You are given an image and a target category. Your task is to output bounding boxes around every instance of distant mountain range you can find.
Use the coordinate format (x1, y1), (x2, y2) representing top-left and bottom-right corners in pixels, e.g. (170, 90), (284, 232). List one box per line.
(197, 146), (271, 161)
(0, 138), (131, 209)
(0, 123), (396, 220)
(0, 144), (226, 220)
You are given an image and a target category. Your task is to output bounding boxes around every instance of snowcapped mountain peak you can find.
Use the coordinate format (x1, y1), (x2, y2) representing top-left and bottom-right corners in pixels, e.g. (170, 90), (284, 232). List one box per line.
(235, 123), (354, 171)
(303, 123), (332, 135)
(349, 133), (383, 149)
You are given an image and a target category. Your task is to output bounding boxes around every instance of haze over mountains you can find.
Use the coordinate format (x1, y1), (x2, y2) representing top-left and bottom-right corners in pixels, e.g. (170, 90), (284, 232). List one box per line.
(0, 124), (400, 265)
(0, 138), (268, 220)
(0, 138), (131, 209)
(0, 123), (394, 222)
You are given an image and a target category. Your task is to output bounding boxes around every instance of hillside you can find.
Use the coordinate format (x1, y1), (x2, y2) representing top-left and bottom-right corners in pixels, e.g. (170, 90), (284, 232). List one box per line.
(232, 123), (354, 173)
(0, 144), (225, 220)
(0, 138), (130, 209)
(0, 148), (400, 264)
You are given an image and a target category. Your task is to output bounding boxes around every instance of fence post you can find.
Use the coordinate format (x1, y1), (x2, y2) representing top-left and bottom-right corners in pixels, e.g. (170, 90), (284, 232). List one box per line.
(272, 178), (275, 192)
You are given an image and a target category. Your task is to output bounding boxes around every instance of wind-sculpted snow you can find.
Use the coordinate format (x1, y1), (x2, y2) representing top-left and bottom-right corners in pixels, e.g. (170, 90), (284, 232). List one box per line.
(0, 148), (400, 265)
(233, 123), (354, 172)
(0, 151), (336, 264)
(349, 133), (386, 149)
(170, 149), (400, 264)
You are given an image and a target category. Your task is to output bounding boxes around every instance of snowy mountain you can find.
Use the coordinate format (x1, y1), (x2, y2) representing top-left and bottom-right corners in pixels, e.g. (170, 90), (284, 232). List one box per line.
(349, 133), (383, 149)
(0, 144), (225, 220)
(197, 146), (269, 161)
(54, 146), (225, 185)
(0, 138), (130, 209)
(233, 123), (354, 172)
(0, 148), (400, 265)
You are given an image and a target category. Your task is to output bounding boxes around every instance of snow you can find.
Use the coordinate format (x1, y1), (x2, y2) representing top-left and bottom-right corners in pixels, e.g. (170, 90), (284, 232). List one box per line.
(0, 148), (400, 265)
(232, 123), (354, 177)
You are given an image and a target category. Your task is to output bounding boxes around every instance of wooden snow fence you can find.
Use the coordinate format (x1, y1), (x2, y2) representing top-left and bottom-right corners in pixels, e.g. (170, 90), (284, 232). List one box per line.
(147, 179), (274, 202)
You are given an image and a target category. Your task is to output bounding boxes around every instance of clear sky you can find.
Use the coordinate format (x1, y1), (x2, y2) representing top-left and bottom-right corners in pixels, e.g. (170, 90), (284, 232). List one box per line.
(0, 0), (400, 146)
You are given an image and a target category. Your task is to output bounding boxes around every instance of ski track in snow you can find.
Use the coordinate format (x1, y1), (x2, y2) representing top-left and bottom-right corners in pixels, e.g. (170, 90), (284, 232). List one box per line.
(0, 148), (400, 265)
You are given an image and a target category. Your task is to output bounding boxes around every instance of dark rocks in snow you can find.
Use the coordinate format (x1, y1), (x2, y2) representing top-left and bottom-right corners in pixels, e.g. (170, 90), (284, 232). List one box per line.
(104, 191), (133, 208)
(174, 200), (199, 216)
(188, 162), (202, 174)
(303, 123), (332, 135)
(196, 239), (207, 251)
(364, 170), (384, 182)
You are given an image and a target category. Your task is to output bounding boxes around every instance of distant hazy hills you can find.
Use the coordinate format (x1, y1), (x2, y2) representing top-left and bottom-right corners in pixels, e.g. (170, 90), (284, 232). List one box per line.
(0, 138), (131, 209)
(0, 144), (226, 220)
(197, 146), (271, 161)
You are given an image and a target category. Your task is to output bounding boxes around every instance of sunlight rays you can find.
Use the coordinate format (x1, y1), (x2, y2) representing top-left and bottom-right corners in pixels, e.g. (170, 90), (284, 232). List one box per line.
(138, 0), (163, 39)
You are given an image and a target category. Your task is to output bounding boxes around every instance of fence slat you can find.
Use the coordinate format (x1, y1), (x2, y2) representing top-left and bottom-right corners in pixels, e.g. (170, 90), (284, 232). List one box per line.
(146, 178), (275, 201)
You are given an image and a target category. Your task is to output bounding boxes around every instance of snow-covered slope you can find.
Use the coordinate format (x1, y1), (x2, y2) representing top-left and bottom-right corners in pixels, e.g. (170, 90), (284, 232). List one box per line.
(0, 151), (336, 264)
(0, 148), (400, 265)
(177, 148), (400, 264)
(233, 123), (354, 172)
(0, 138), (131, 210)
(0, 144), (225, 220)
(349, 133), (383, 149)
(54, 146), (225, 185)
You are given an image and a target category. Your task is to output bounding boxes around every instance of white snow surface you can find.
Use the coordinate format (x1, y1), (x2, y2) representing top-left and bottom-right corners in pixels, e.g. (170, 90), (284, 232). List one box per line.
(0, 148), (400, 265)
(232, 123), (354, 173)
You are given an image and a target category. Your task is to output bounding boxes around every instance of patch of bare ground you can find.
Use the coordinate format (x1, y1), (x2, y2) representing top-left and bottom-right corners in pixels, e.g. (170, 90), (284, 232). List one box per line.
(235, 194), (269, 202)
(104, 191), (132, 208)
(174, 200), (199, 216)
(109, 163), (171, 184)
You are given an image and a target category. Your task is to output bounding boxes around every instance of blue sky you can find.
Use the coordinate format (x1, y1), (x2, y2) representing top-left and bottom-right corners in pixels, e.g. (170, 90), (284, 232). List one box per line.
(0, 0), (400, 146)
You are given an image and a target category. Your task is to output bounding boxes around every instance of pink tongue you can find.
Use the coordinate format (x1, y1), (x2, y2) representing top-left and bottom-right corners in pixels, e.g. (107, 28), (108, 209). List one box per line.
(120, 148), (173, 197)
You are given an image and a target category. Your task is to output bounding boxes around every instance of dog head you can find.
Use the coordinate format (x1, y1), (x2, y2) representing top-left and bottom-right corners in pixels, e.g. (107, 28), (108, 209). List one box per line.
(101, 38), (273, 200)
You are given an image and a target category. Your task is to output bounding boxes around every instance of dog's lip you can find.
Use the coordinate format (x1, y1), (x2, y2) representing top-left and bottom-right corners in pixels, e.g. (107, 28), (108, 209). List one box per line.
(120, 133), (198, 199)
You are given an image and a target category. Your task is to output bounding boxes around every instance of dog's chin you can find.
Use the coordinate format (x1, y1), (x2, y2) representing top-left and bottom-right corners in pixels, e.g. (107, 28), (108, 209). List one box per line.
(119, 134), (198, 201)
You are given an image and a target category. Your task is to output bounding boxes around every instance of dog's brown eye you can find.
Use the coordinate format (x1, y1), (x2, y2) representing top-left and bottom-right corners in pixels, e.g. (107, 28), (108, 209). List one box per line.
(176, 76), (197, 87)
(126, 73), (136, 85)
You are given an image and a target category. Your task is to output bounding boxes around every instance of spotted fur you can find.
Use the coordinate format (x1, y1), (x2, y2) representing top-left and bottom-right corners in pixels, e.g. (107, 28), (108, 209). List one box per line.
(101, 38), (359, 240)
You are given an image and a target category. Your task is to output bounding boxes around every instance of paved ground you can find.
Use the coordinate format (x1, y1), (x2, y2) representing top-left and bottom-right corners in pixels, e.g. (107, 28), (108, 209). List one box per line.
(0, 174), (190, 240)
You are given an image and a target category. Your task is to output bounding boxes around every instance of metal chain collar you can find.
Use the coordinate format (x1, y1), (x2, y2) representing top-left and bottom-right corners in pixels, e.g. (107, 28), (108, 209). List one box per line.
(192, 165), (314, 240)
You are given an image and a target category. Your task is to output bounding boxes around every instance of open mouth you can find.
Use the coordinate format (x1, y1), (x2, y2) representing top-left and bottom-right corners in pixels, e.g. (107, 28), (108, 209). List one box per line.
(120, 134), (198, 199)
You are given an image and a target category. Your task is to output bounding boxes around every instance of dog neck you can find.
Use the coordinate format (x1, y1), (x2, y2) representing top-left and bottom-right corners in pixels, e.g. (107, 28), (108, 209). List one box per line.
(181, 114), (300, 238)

> AIM
Locate "mouth you can find." in the material, then quote the line that contains it and all lines after it through the final one.

> TASK ANSWER
You are given an image and a target category. Your task is to output bounding boxes around every instance of open mouth you can find.
Use the coordinate format (x1, y1), (x2, y2) representing top-left and bottom-right corners in pixels, e.g. (107, 28), (108, 209). List one box per line.
(120, 134), (198, 199)
You are given an image and a target category. Your task is to output bounding boxes around every instance of dog neck you can find.
Use the coordinate format (x1, y1), (x2, y2) representing top-left and bottom-right corners in pixels, e.g. (107, 28), (108, 209). List one box per line.
(181, 114), (300, 238)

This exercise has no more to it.